• Extract:
╔══

The Town Belt is a green belt which surrounds the centre of the New Zealand city of Dunedin. Covering a total of over , it extends around three sides of the city's centre at a distance from it of some 1-3 km (1-2 mi) in a broad 7 km (4 mi) crescent from the Oval at Kensington in the south through the suburbs of Mornington, City Rise, Belleknowes, Roslyn, Maori Hill, Prospect Park, Glenleith, Woodhaugh, The Gardens and Dunedin North and the slopes of Signal Hill. The fourth side of the central city is bounded by the Otago Harbour.

One of the world's oldest green belts, the Town Belt was planned in Scotland at the time of the advent of the Otago settlement in 1848. Residential areas outside the belt became separate boroughs, and were not amalgamated with Dunedin until much later. The town belt now forms a break between the city's inner and outer suburbs. The belt was originally a combination of native bush and scrubland, but is now largely replanted forest and open parkland. Many species of plant can be found in the belt, including tree fuchsia, lemonwood, lancewood, manuka, and broadleaf, and the forested area is home to many species of birds, including some uncommon and endangered species such as the kererū, eastern rosella, bellbird, tomtit, tūī, rifleman, morepork, and shining cuckoo, and kōtare.

╚══

[Entries from an annotation dataset]
╔══

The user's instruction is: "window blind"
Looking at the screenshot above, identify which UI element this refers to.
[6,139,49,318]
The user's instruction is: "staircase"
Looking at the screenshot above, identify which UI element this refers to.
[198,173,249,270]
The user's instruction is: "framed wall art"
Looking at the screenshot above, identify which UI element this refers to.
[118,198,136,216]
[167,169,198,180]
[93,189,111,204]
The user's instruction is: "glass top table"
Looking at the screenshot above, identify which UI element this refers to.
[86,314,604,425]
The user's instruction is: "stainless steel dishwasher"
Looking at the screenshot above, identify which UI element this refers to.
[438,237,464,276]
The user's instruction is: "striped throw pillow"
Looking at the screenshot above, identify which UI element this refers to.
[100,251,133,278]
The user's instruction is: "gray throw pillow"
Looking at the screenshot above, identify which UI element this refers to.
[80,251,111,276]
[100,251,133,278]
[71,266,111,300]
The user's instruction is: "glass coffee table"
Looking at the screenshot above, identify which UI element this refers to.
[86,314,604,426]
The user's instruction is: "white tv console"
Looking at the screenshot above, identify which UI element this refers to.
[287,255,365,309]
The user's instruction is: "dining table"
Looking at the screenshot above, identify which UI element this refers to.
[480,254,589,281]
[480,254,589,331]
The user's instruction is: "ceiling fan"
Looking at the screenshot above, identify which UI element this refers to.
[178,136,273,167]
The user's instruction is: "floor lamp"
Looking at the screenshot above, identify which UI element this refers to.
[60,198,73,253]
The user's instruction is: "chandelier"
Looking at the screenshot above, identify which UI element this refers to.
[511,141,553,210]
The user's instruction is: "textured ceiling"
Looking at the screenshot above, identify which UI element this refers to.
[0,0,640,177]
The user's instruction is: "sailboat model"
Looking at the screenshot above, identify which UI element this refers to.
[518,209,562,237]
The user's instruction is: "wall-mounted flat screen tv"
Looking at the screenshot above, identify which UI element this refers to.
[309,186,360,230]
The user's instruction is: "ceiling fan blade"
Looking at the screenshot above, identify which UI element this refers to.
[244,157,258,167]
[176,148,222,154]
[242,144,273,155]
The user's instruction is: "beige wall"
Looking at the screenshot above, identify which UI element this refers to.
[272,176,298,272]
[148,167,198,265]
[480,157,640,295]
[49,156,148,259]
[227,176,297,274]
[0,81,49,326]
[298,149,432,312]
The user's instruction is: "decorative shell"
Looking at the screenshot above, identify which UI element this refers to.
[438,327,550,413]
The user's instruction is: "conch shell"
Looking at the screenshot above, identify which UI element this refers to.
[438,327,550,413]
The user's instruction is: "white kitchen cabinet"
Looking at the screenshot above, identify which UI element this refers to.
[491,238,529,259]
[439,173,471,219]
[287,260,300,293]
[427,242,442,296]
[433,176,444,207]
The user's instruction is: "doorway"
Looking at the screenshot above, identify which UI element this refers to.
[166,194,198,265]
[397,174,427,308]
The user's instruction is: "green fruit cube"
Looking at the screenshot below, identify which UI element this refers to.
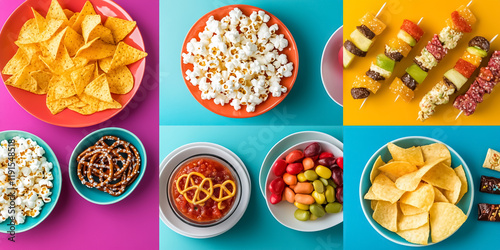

╚══

• Exercise instructions:
[1] List the plant species that the Town Belt text names as growing in the belt.
[2] Write out the Town Belt text starting at the words "One of the world's" and ending after "cuckoo, and kōtare.".

• Answers for this exercise:
[1] tree fuchsia, lemonwood, lancewood, manuka, broadleaf

[2]
One of the world's oldest green belts, the Town Belt was planned in Scotland at the time of the advent of the Otago settlement in 1848. Residential areas outside the belt became separate boroughs, and were not amalgamated with Dunedin until much later. The town belt now forms a break between the city's inner and outer suburbs. The belt was originally a combination of native bush and scrubland, but is now largely replanted forest and open parkland. Many species of plant can be found in the belt, including tree fuchsia, lemonwood, lancewood, manuka, and broadleaf, and the forested area is home to many species of birds, including some uncommon and endangered species such as the kererū, eastern rosella, bellbird, tomtit, tūī, rifleman, morepork, and shining cuckoo, and kōtare.